BEGIN Dataset extract

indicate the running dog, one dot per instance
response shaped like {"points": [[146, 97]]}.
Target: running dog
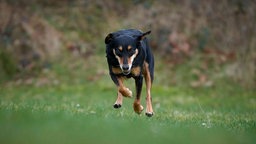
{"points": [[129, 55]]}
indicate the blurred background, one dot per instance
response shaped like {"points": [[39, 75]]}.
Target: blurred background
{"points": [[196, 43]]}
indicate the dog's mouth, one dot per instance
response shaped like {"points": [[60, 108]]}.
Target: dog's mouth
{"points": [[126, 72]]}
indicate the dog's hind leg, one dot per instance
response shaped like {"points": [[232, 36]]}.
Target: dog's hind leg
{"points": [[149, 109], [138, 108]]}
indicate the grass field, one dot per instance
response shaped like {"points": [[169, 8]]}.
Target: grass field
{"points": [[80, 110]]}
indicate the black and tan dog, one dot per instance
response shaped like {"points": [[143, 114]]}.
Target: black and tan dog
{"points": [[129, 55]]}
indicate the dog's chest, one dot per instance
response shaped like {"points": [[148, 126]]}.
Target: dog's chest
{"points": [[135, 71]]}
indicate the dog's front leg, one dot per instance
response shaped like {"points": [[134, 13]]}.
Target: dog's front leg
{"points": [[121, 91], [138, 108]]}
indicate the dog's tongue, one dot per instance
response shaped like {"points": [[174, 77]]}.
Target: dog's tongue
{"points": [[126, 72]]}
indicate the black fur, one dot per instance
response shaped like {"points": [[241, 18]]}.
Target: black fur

END Dataset extract
BEGIN Dataset extract

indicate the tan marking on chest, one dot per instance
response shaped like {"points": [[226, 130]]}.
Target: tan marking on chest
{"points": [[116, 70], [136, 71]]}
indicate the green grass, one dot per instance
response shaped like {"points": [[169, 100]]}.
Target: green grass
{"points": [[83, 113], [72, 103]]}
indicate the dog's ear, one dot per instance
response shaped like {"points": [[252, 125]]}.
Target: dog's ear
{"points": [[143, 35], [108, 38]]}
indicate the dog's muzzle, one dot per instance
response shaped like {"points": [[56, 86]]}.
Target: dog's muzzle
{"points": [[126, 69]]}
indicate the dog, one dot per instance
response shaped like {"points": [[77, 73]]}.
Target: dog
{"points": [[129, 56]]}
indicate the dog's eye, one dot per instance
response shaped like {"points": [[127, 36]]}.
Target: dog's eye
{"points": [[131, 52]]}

END Dataset extract

Using the data above, reproduce exactly the lines between those holding "indicate the black fur, one dot per instance" and "Target: black fur", inclusive, and no others.

indicate the black fur, one dot per instance
response shaped like {"points": [[241, 18]]}.
Target: black fur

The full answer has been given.